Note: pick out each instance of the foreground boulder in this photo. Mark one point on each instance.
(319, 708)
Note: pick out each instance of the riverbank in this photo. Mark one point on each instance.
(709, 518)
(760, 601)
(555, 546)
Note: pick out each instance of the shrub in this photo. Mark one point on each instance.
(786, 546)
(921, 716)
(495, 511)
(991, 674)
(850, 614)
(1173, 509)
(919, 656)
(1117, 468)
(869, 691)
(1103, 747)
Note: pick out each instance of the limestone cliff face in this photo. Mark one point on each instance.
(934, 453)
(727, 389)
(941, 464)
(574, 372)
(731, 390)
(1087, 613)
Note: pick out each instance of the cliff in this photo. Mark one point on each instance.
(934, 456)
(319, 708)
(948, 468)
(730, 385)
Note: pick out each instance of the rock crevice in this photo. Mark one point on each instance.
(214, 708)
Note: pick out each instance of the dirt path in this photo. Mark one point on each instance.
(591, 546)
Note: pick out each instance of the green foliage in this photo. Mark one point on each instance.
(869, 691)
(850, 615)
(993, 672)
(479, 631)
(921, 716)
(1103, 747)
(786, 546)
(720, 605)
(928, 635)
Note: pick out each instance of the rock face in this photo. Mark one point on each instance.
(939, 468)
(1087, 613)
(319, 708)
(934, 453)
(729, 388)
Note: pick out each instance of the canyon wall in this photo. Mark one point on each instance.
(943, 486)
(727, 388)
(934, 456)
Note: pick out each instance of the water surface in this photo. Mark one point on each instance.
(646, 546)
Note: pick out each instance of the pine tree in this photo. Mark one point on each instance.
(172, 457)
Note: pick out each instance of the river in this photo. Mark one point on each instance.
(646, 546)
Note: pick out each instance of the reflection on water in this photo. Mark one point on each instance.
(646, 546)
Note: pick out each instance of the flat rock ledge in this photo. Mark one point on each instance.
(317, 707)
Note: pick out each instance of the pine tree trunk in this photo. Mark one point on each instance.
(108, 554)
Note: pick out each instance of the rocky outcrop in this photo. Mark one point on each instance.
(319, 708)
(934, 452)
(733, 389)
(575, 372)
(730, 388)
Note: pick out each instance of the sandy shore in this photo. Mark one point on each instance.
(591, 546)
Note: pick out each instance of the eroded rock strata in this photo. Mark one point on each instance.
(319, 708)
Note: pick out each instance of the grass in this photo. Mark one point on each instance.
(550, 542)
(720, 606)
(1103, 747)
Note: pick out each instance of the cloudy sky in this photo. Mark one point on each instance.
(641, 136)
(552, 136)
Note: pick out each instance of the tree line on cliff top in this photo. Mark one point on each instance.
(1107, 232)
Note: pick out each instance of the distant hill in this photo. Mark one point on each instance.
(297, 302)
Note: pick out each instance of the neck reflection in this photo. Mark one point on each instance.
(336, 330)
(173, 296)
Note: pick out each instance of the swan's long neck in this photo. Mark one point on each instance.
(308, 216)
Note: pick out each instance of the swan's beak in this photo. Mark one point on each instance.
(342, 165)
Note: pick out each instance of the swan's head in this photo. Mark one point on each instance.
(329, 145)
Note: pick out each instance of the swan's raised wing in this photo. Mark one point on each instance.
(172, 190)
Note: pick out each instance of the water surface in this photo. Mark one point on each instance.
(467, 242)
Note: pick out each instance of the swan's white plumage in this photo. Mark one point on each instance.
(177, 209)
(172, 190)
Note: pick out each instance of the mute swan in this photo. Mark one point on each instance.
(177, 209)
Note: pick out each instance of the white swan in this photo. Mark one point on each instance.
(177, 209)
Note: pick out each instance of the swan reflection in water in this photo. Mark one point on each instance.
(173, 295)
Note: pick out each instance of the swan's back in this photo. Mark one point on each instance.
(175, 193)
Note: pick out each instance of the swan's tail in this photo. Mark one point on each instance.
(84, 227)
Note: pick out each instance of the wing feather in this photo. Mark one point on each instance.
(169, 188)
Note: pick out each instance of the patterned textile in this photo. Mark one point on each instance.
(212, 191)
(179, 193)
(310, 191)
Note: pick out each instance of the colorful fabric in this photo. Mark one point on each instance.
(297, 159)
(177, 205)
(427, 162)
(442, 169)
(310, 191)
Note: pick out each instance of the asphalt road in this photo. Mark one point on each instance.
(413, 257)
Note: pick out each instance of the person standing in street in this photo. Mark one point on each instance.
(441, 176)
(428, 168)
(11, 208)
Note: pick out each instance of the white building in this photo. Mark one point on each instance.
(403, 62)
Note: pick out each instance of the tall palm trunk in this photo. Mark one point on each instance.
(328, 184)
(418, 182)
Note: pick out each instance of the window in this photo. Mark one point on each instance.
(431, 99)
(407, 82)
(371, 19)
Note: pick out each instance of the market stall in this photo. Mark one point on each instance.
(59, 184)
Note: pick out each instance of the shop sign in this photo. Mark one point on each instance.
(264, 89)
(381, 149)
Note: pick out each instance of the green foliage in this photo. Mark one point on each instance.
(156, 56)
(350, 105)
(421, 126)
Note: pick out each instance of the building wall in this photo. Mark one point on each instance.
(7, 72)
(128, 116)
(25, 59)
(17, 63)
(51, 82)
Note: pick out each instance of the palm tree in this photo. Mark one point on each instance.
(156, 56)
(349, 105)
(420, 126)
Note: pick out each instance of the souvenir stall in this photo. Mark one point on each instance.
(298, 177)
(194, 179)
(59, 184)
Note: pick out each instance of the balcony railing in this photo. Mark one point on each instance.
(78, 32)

Your instructions
Word for word, repeat every entry listed above.

Response to the task
Note: pick out each instance of the foreground boulder in this photo. Mark one point on each instance.
(319, 708)
Note: pick out each instance of the riverbank in this photo. Mark one point on each instance.
(709, 518)
(760, 601)
(555, 546)
Note: pick out each instance of the shrub in this photo. Mark one point on each instance.
(786, 546)
(921, 716)
(495, 511)
(991, 674)
(850, 614)
(1173, 509)
(919, 656)
(1117, 468)
(869, 691)
(1103, 747)
Note: pick out each instance of the limestone cliff face in this photo. Mark one point on each instance.
(934, 453)
(727, 389)
(941, 464)
(574, 372)
(731, 390)
(1087, 613)
Note: pick out each instance of the cliff in this photo. Mark one point on each instance.
(934, 456)
(319, 708)
(948, 468)
(730, 385)
Note: pick out each instance of the rock crevice in this photo. Mark one point on each instance.
(214, 708)
Note: pick out each instance of the dirt path in this photo. Mark one point on each instance.
(591, 546)
Note: pick out each instance of the green foliage in this photo. Mark one point on each instance.
(869, 691)
(850, 615)
(993, 672)
(479, 631)
(921, 716)
(1103, 747)
(786, 546)
(720, 605)
(928, 635)
Note: pick out each instance of the rock face in this photo. Mark one point on each instance.
(939, 468)
(1087, 613)
(319, 708)
(934, 453)
(729, 388)
Note: pick out each instance of the canyon wall in this photo. Mark one point on each instance.
(943, 486)
(727, 388)
(934, 456)
Note: pick out each instance of the water surface in this photo. Mark one point on each instance.
(646, 546)
Note: pick out each instance of the pine tree in this photo. Mark one point on each instance.
(172, 457)
Note: pick out each instance of the river in this photo. Mark one point on each instance.
(646, 546)
Note: pick out each instance of the reflection on water in this photo. Mark one point on each instance.
(646, 546)
Note: pick out each instance of the flat rock ledge in this photo. Mark one point on each instance.
(317, 707)
Note: pick out each instance of the pine tree trunk in this photo. Mark one point on each instance.
(108, 554)
Note: pick out each instance of the rocky outcrop in this photo. Mark one point on each instance.
(319, 708)
(934, 452)
(733, 389)
(575, 372)
(730, 388)
Note: pick out each instance of the sandy shore in this photo. Mark one point on each instance.
(591, 546)
Note: pick out each instance of the eroded rock strata in this photo. Mark one point on each instance.
(319, 708)
Note: pick out each instance of the grass in this photo. Mark one point on each instance.
(550, 542)
(720, 606)
(1103, 747)
Note: pick out each instance of the cloudy sky in this photo. Mark one point on each instance.
(641, 136)
(552, 136)
Note: pick out each instance of the tree line on cliff top in this photo. Mark one point on each instance.
(1107, 232)
Note: pick out each instance of the distant hill in this photo. Mark one point on each instance.
(297, 302)
Note: pick out each instance of the neck reflection in this photo. Mark one point on each instance.
(336, 330)
(173, 296)
Note: pick out each instance of the swan's long neck in this photo. Mark one point on each instance.
(308, 216)
Note: pick out each instance of the swan's beak in this photo. Mark one point on each instance.
(342, 165)
Note: pick out each instance of the swan's head in this photo. Mark one point on each instance.
(329, 145)
Note: pick out each instance of the swan's raised wing in this photo. Mark one point on each instance.
(172, 190)
Note: pick out each instance of the water surface in this photo. Mark one point on each instance.
(467, 242)
Note: pick out each instance of the swan's white plumage in this photo. Mark one point on each instance.
(177, 209)
(172, 190)
Note: pick out each instance of the mute swan in this photo. Mark one point on each instance.
(177, 209)
Note: pick out each instance of the white swan in this photo. Mark one point on each instance.
(177, 209)
Note: pick out each instance of the swan reflection in water in this photo. Mark one point on each instance.
(173, 295)
Note: pick out each instance of the swan's back in this photo. Mark one point on each instance.
(175, 193)
Note: pick out each instance of the swan's tail in this photo. Mark one point on each instance.
(84, 227)
Note: pick out each instance of the wing feather in this photo. Mark one point on each instance.
(169, 188)
Note: pick out each instance of the patterned textile in this photo. Mark one point on each instance.
(212, 191)
(179, 193)
(310, 191)
Note: pick out each instance of the colorful fabric in this photo. Mark one point on each instance.
(297, 159)
(177, 205)
(427, 162)
(442, 169)
(310, 191)
Note: pick out each instance of the asphalt road in this photo. Mark one point on each instance.
(413, 257)
Note: pick out each instance of the person standing in street in this photo. Mark one point on each instance.
(441, 176)
(428, 168)
(11, 208)
Note: pick out each instance of the white building in this photo. Mark one point on each instance.
(403, 62)
Note: pick out each instance of the tall palm trunk in this photo. Mark one point on each instance.
(328, 184)
(418, 182)
Note: pick out each instance of the window in this photo. Mark one point on each instance.
(431, 99)
(407, 82)
(371, 19)
Note: pick out each instance of the market stall in this photo. Mark one point on each instance.
(59, 184)
Note: pick out each instance of the shop sign in this photo. Mark one point on each instance.
(264, 89)
(381, 149)
Note: pick out each instance of the green foliage in this photo. Mark one point on each instance.
(156, 56)
(350, 105)
(421, 126)
Note: pick out each instance of the building wall in this photo. Mark one point on each instance.
(7, 72)
(128, 116)
(25, 59)
(17, 63)
(51, 82)
Note: pick out each instance of the palm tree in this photo. Mark one point on each instance.
(156, 56)
(349, 105)
(420, 126)
Note: pick out each instance of the souvenir stall in this photo. Mark one point on each instance.
(298, 177)
(194, 179)
(59, 184)
Note: pick out each instance of the balcony railing in this photo. Mark one point on each instance.
(78, 32)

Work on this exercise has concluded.